Tasks and exercises:
**1)** Answer these questions about the passage on data and facts in linguistics:
(a) In whose terminology are natural science facts called brute facts?
(b) Which is the data, the tape recording of the informant or the word form sequences derived from it?
(c) What does the dialectologist list after writing "Here is my data"?
**2)** Carry on the passage on data and facts in linguistics, picking up after its final sentence.

Selected passage:
(begin)
Therefore the fact that a certain word form sequence was uttered cannot be
reduced to a set of natural science facts, or brute facts, in Searle's
terminology. Notice what I am not saying now: I am not saying that there can be
no ultimate natural science account of human behaviour. What I am saying is
that a piece of behaviour once conceived as an utterance cannot be conceptually
reduced to natural science facts. Nevertheless, as linguists we treat such
institutional facts as data, which shows that there is an inevitable
conventional element, an element of consensus, in our delimitation of the kinds
of facts which we regard as immediately and intersubjectively accessible. There
are complex assumptions behind our perception of a sound stream as a certain
sequence of word forms, but the point is that we choose not to thematise those
assumptions in the context of our passive project; they are not among the
assumptions we want to test. It is, anyway, impossible to question all
assumptions at once. Therefore we treat the assumptions as unproblematic
background knowledge. They are part of our observational theory, and this works
fine as long as we are surrounded by colleagues who are not bent on continually
challenging them.
This conclusion may give the impression that the question
of what data is can only be answered relative to some observational theory. But
we should beware of equating data with facts,
even when we restrict our attention to facts that seem immediately and
uncontroversially accessible. True, data is useful only when we have derived
some particular facts from it, and true, it is the type of fact we are
interested in that decides what sort of data is interesting. Still, in order to
remain close to our original intuition about data as something
uncontroversially given, we should try to retain a concept of data as something
richer than the facts we derive from it. Data is more concrete than facts. In
our data no information is lost yet, as it necessarily is in a fact. It
is the tape recording of the informant which is data, and not the abstract word
form sequences we have derived from it. The tape recording contains much more
information, for instance acoustical information which could have been
extracted as a separate set of facts. Since the tape recording was made with
grammatical questions in mind, the acoustical facts that could be extracted
from it are probably not suited for testing phonetic or phonological hypotheses
about the dialect, and in that sense even the data is coloured by our
assumptions and interests. But we want to incorporate a minimum of
interpretation and sifting of information into the data concept itself - data
is to be a starting point for interpretation rather than a result of it. If we
accept this, we recognise it as a slightly imprecise, if harmless,
simplification when the dialectologist writes: "Here is my data," and
then lists a set of transcribed utterances. Strictly speaking the transcribed
utterances are a representation of a set of assumed facts, derived from the
data by means of an observational theory which the dialectologist regards as
uncontroversial.
(end)
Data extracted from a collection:
(begin)
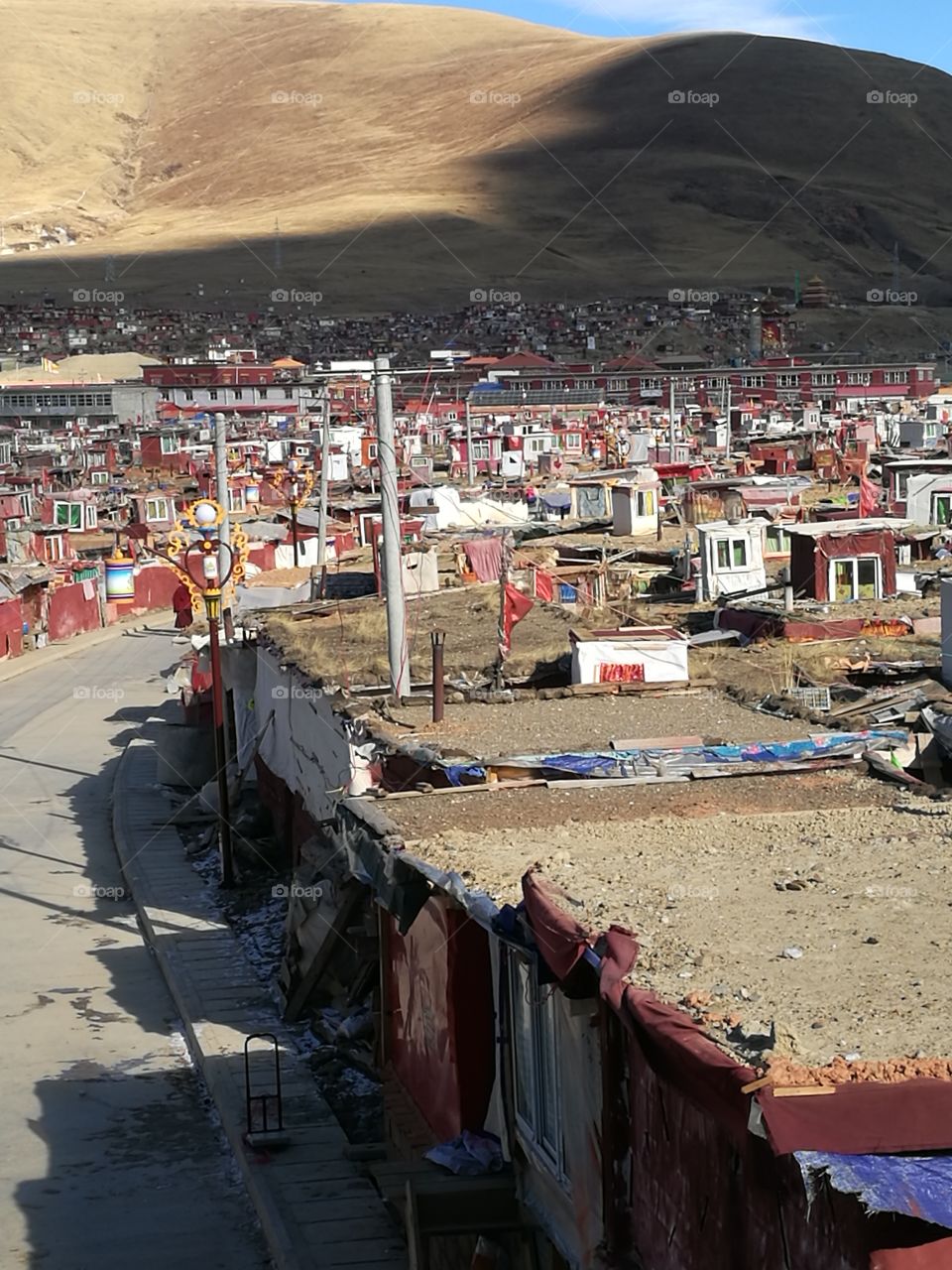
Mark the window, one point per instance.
(856, 578)
(731, 554)
(775, 540)
(536, 1064)
(53, 547)
(158, 509)
(67, 515)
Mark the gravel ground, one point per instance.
(858, 896)
(592, 722)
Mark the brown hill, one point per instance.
(413, 155)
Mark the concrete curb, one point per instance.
(285, 1248)
(54, 653)
(316, 1209)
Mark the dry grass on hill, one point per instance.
(413, 154)
(348, 644)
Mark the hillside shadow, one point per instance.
(717, 160)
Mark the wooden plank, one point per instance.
(803, 1091)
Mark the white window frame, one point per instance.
(647, 502)
(946, 495)
(73, 516)
(536, 1006)
(855, 562)
(154, 503)
(53, 547)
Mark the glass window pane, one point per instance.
(522, 1043)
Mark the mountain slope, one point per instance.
(413, 155)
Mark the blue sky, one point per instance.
(919, 31)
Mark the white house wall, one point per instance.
(306, 744)
(919, 492)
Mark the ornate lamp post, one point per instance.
(195, 562)
(295, 483)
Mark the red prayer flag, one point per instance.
(869, 497)
(543, 585)
(516, 606)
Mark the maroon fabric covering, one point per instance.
(858, 1119)
(671, 1042)
(485, 558)
(864, 1119)
(560, 938)
(928, 1256)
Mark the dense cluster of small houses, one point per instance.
(774, 499)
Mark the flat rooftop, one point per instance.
(797, 917)
(593, 722)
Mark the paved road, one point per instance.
(109, 1159)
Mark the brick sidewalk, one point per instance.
(315, 1207)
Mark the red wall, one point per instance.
(440, 1016)
(154, 589)
(70, 612)
(10, 627)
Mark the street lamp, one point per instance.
(295, 483)
(197, 562)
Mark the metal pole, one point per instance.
(227, 860)
(221, 489)
(322, 512)
(670, 420)
(390, 556)
(729, 420)
(470, 463)
(438, 639)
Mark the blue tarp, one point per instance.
(915, 1185)
(631, 762)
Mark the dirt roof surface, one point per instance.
(807, 916)
(593, 722)
(348, 643)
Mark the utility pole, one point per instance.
(670, 420)
(390, 556)
(221, 489)
(728, 398)
(470, 465)
(322, 512)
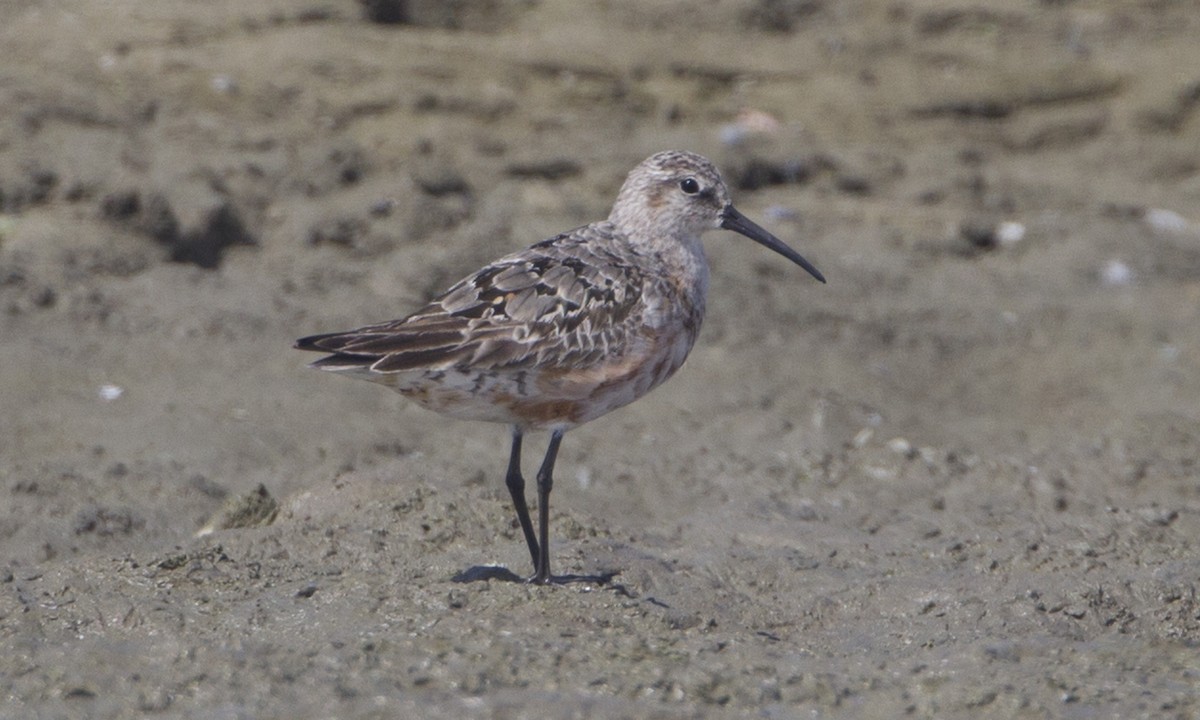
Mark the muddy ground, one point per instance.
(961, 480)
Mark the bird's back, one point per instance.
(551, 336)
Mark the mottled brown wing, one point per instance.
(565, 301)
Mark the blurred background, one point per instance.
(1000, 378)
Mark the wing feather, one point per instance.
(569, 300)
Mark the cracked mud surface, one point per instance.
(960, 480)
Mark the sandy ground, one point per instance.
(961, 480)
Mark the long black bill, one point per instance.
(732, 220)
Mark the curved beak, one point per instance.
(732, 220)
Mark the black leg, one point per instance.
(516, 489)
(545, 483)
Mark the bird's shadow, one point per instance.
(484, 573)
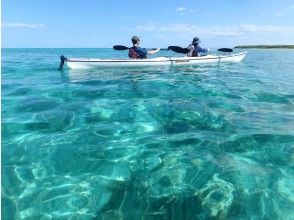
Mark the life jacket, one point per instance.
(133, 54)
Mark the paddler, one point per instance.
(195, 49)
(136, 52)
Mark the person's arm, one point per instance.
(153, 51)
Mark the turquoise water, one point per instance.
(202, 142)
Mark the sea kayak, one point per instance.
(84, 63)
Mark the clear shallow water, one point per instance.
(155, 143)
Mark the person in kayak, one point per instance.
(137, 52)
(195, 49)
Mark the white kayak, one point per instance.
(83, 63)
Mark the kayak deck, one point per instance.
(82, 63)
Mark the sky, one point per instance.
(159, 23)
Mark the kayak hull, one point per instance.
(75, 63)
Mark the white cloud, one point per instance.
(181, 9)
(228, 31)
(22, 25)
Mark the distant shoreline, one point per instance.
(265, 46)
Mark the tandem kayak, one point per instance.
(84, 63)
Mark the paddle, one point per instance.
(178, 49)
(225, 50)
(62, 59)
(121, 47)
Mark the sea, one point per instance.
(212, 141)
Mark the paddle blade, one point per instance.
(end)
Answers below:
**1)**
(a) Searle's.
(b) The tape recording of the informant.
(c) A set of transcribed utterances.

**2)**
Let us therefore distinguish between data, the particular
facts we extract from it, and the theory or the hypothesis which we test
against these particular facts. 'Particular facts', then, are what we refer to
with what philosophers of science call "observational sentences" or
"protocol sentences" - sentences describing individual occurrences
which should be explained by our theory, if explanation is our ambition. If we
somewhat loosely take an explanation to be any kind of satisfactory answer to a
"why"-question, I suppose that most of us will agree that we look for
explanations. But with less loose proposals about what it takes to be an
explanation we experience well-known problems which necessitate a closer look
at the concepts of 'observational sentence' and 'data' in the different
subdisciplines of linguistics.
In the discourse of the philosophy of science observational
sentences are something that describes not only particular facts, but
particular events, incidents localised in time
and space. Particular events, such as the event of a substance attaining a
certain temperature in an experimental situation, are the normal objects of
classical deductive-nomological explanations. The classical, somewhat
simplified, picture is that an event is explained if the observational sentence
describing it can be deduced from some general law in combination with a set of
initial conditions. But facts are not necessarily events localisable in time
and space, and in central disciplines within linguistics there is reason to ask
whether the particular facts we want to account for are events or something
else. And if they are something else, we may go on to ask in what sense we may
then claim to explain them.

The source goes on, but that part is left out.